======== Records to process ========
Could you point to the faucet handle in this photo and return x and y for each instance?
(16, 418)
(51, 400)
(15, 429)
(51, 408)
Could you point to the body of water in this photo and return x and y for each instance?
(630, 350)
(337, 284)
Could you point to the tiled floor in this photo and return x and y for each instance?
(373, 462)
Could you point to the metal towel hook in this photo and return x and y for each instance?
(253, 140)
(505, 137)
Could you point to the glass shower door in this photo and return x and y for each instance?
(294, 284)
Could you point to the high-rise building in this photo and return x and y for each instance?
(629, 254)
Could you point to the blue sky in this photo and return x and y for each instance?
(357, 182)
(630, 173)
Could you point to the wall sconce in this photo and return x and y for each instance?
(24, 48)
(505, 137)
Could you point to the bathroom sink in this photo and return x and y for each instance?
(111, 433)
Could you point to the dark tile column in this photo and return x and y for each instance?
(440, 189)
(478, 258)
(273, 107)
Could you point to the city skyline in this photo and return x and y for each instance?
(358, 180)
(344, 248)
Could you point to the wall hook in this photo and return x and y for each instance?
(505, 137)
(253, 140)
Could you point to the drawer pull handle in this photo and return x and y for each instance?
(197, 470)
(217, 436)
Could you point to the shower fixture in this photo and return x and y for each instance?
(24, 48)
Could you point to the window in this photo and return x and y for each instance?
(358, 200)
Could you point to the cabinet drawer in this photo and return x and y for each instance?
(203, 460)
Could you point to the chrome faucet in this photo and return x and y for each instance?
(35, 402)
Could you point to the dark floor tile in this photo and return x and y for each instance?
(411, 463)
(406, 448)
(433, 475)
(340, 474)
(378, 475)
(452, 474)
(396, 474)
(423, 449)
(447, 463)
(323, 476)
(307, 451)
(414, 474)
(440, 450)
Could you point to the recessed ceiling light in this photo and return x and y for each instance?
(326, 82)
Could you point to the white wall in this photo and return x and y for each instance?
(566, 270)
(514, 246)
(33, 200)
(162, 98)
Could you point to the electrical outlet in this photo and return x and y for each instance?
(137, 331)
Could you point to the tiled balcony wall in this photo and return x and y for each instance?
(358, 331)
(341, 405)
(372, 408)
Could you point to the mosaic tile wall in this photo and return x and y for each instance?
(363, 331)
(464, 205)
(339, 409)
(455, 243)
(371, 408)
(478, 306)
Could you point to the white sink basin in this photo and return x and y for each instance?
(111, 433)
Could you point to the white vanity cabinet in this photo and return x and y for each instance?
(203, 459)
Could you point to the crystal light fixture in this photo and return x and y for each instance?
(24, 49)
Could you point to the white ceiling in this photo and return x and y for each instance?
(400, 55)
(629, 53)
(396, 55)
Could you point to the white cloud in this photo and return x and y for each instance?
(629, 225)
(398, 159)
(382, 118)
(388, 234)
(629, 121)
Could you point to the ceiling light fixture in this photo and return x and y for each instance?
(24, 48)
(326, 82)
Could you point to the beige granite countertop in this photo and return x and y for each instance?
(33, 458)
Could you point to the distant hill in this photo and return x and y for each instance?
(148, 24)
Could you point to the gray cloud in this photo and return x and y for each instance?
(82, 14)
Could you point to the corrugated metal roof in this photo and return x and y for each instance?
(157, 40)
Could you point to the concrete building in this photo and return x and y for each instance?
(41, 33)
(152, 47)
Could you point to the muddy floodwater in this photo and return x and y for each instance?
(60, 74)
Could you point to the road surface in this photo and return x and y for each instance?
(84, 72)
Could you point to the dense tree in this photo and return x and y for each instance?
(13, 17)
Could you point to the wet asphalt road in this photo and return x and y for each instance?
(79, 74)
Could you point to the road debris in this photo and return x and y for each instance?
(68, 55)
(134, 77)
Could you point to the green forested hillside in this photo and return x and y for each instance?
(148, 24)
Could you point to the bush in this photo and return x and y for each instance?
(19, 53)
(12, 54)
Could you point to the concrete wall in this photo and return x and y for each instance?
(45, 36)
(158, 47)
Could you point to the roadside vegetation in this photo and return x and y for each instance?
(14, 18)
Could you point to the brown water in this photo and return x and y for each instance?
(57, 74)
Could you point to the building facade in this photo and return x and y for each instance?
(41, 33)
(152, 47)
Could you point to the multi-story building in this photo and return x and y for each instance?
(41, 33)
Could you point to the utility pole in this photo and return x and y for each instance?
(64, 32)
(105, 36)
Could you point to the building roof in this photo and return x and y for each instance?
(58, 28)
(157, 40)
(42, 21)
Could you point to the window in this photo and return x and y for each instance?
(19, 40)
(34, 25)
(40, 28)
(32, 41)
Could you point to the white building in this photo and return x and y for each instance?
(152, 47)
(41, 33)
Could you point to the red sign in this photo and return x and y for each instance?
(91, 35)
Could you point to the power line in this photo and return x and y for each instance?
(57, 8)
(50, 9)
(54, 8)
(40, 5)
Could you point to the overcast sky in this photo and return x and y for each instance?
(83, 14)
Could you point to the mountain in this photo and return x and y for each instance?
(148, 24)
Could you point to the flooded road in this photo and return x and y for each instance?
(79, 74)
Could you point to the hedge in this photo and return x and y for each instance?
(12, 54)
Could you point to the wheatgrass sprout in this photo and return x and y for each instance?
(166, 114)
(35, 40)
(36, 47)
========
== Activity ==
For this exercise, set down all of the entries again word for word.

== Solution to the problem ==
Could you point to the faucet handle in this photo and return x and y for each instance?
(16, 418)
(51, 400)
(15, 429)
(51, 408)
Could you point to the body of water in this photo and return x and y for each instance?
(630, 350)
(337, 284)
Could you point to the tiled floor in this photo and return x and y for each instance?
(373, 462)
Could you point to the metal towel hook in this photo and return x and y for each instance?
(253, 140)
(505, 137)
Could you point to the glass shower door in this photo and return x and y for each instance?
(294, 284)
Could you point to the high-rise building in this photo and return x and y for each instance?
(629, 254)
Could you point to the blue sky in this photo and return x and y for each instance?
(357, 182)
(630, 173)
Could you point to the wall sconce in this photo and return x and y for each instance?
(24, 48)
(505, 137)
Could you point to the bathroom sink in this photo and return x and y for each instance?
(111, 433)
Could you point to the dark tile column in this photo and return x and y for each instance?
(440, 189)
(478, 258)
(273, 107)
Could you point to the city skyline in this photo and return x and y for each instance?
(358, 180)
(344, 248)
Could you point to the wall hook in this photo and return x and y for each instance?
(505, 137)
(253, 140)
Could you point to the drawer pull handle in this photo and return x and y for each instance?
(197, 470)
(217, 436)
Could you point to the shower fixture in this photo and return x and y for each instance?
(24, 48)
Could you point to the window in this photo and return x and y for each instance?
(358, 200)
Could you point to the cabinet drawer in this photo and return x and y for each instance?
(203, 460)
Could you point to the chrome faucet in this photo and return x and y for each instance?
(35, 402)
Could you point to the dark floor tile in this photo and return x and y for each instance?
(411, 463)
(406, 448)
(433, 475)
(340, 474)
(378, 475)
(452, 474)
(396, 474)
(423, 449)
(447, 463)
(323, 476)
(307, 451)
(414, 474)
(440, 450)
Could you point to the recessed ceiling light in this photo and return x and y for each instance?
(326, 82)
Could you point to the white wall in this photo and return x and y for each instance?
(566, 270)
(514, 246)
(33, 200)
(162, 98)
Could you point to the electrical outlet in this photo and return x and y for each instance?
(137, 331)
Could you point to the tiled balcony wall in this photo and return x and y for each instance?
(358, 331)
(341, 405)
(372, 408)
Could you point to the mosaic tile wall in this photo and return x and y for each instance?
(363, 331)
(464, 205)
(339, 409)
(455, 243)
(371, 408)
(478, 306)
Could you point to the white sink basin in this photo and return x and y for each instance?
(111, 433)
Could you point to the white vanity cabinet in this photo and return x and y for each instance?
(203, 459)
Could you point to the crystal light fixture in this photo and return x and y for each instance?
(24, 49)
Could you point to the white ceiling in this photo and return x and y for each instance?
(400, 55)
(629, 53)
(396, 55)
Could you point to the white cloud in this photo and return x and y for each instance?
(629, 225)
(398, 159)
(382, 118)
(388, 234)
(629, 121)
Could you point to the ceiling light fixture in this photo and return x and y for each instance?
(24, 48)
(326, 82)
Could you point to the beige granite countertop in this photo and return x and y for each instance?
(33, 458)
Could you point to the distant hill in this photo and return x and y for each instance?
(148, 24)
Could you point to the gray cloud in this photo and return x and y for each instance?
(82, 14)
Could you point to the corrugated metal roof in this photo and return x and y for each instance?
(157, 40)
Could you point to the concrete building in this photo and return x and y for each instance?
(41, 33)
(152, 47)
Could you point to the muddy floodwater in this photo and return x and y for each instance?
(60, 74)
Could you point to the road surface in this photo and return x and y for each instance?
(84, 72)
Could you point to the dense tree in this photo and return x and y for each instance?
(13, 17)
Could you point to the wet asphalt road in this photo and return x and y for each instance?
(79, 74)
Could you point to the road debris in this photo and return x and y for each instance?
(68, 55)
(134, 77)
Could you point to the green forested hillside in this photo and return x and y for each instance?
(148, 24)
Could you point to the bush in this photo and return x and y for each instance?
(19, 53)
(12, 54)
Could you point to the concrete wall in this photo and return x and y for each instance?
(45, 36)
(158, 47)
Could you point to the roadside vegetation in this photo and return x and y for each instance?
(14, 18)
Could you point to the brown water in this photo and return x and y for each instance?
(57, 74)
Could you point to the building facade in this photo and return x and y for each instance?
(41, 33)
(152, 47)
Could you point to the multi-story building in this photo and return x and y for each instance?
(41, 33)
Could you point to the utility pole in this photo and return x and y for each instance?
(64, 32)
(105, 36)
Could you point to the building roof in this photo and return x and y for each instance?
(58, 28)
(157, 40)
(42, 21)
Could you point to the window in this photo and return x and y for each instance?
(19, 40)
(34, 25)
(40, 28)
(32, 41)
Could you point to the white building in this photo and return x and y for each instance?
(152, 47)
(41, 33)
Could you point to the red sign in this photo and return x and y for each instance?
(91, 35)
Could you point to the power line in this photo and return x and y for each instance?
(57, 8)
(50, 9)
(54, 8)
(40, 5)
Could you point to the overcast sky in this photo and return x and y for each instance?
(83, 14)
Could you point to the mountain in this photo and return x and y for each instance?
(148, 24)
Could you point to the flooded road in this photo and return x and y for each instance?
(79, 74)
Could you point to the hedge in this photo and return x and y for each instance?
(12, 54)
Could you point to the wheatgrass sprout in this photo and return x and y for each instance?
(166, 114)
(35, 40)
(36, 47)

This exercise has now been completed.